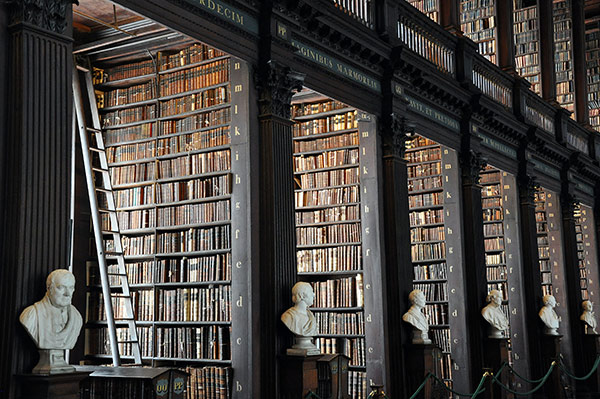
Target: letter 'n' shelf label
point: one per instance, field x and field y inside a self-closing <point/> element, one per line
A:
<point x="336" y="66"/>
<point x="228" y="13"/>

• • • •

:: WHAT IS BEING ASKED ::
From the first line to the last, copy the listing above exactly and leave out the images.

:: RESPONSE FOR THIS EXERCISE ::
Target: letter 'n' shelf label
point: one per instance, field x and field y inside a self-closing <point/> element, one per line
A:
<point x="336" y="66"/>
<point x="228" y="13"/>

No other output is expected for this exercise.